* Start Document extract *

Multiple Composition Styles
Three composition paradigms:
| Style | Vocal | Aux | Motif | Arpeggio | Use Case |
|---|---|---|---|---|---|
| MelodyLead (0) | Yes | Yes | Blueprint-dependent | Optional | Songs with vocals |
| BackgroundMotif (1) | No | Yes | Yes | Optional | BGM, lo-fi |
| SynthDriven (2) | No | No | Blueprint-dependent | Optional (manual enable) | Electronic, EDM |
BGM-Only Modes
BackgroundMotif disables Vocal but keeps Aux enabled and forces Motif generation. SynthDriven disables both Vocal and Aux; Arpeggio must be manually enabled with arpeggioEnabled=true.
Vocal-First Workflow
For MelodyLead style, iterate on the melody before generating accompaniment:
Iterate Until Satisfied
Use generateVocal() to create the initial melody, then call regenerateVocal() with a new seed or VocalConfig to try variations. Once satisfied, call generateAccompaniment() to add the backing tracks. Alternatively, use generateWithVocal() for vocal-priority one-shot generation.
Lightweight & Portable
- ~555KB WASM (gzip: ~225KB) + ~80KB JS
- No external dependencies (pure C++17)
- Runs in browser, Node.js, or native CLI
- No API calls, no internet required
Open Source
License
Apache 2.0 licensed - use generated MIDI commercially, modify and redistribute freely.

* End Document extract *

- [To-do list]:
A) Write out the section of the composition-style documentation that begins at "Vocal-First Workflow" and stops after "dependencies (pure C++17)".
B) Write what comes next in the composition-style documentation, picking up after its final sentence.

* Start Items *

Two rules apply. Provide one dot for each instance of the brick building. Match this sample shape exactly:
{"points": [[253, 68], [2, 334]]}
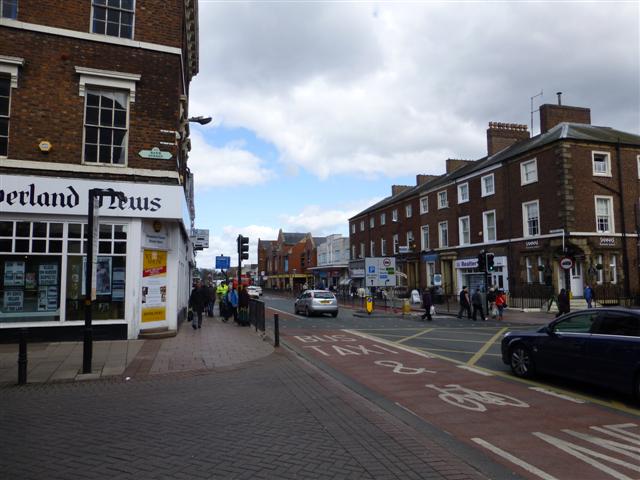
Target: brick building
{"points": [[570, 192], [94, 95], [286, 263]]}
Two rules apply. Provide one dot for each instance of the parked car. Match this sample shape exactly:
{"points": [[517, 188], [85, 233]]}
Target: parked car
{"points": [[311, 302], [599, 346]]}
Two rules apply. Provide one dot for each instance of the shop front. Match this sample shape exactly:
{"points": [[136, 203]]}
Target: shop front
{"points": [[143, 265]]}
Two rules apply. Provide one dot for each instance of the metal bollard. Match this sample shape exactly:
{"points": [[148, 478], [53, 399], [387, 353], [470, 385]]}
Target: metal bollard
{"points": [[22, 357]]}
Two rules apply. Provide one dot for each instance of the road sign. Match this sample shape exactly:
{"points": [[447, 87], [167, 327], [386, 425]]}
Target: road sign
{"points": [[222, 262], [566, 263]]}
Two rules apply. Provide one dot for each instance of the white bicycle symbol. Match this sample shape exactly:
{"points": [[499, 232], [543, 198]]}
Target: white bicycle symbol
{"points": [[400, 368], [473, 400]]}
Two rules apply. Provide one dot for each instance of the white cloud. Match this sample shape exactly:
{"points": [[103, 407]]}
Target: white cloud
{"points": [[221, 167], [395, 89]]}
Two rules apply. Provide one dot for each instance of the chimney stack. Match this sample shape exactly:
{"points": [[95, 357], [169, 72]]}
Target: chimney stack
{"points": [[502, 135], [552, 115]]}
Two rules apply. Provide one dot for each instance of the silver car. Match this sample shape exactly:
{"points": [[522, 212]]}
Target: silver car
{"points": [[316, 301]]}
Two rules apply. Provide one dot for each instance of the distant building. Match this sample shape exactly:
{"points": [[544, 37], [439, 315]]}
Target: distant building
{"points": [[567, 197], [94, 95]]}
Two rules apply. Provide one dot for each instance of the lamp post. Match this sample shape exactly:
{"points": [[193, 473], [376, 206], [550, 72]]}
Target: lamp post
{"points": [[92, 251]]}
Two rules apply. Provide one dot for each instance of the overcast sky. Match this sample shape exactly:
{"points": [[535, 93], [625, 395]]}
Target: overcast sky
{"points": [[319, 107]]}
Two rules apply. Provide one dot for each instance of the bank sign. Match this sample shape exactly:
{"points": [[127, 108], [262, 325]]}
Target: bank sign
{"points": [[70, 196], [380, 271]]}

* End Items *

- [Answer set]:
A)
Vocal-First Workflow
For MelodyLead style, iterate on the melody before generating accompaniment:
Iterate Until Satisfied
Use generateVocal() to create the initial melody, then call regenerateVocal() with a new seed or VocalConfig to try variations. Once satisfied, call generateAccompaniment() to add the backing tracks. Alternatively, use generateWithVocal() for vocal-priority one-shot generation.
Lightweight & Portable
- ~555KB WASM (gzip: ~225KB) + ~80KB JS
- No external dependencies (pure C++17)

B)
Use Cases
Demo Production
Generate quick song sketches to test ideas before investing time in full production.
Learning Tool
Study how chord progressions, voice leading, and arrangement work by examining the output.
DAW Templates
Generate starting points for tracks, then customize with your own sounds and mixing.
Game/Video BGM
Create reproducible background music with deterministic seeds.
Songwriting Aid
Get melody ideas and chord progressions to build upon.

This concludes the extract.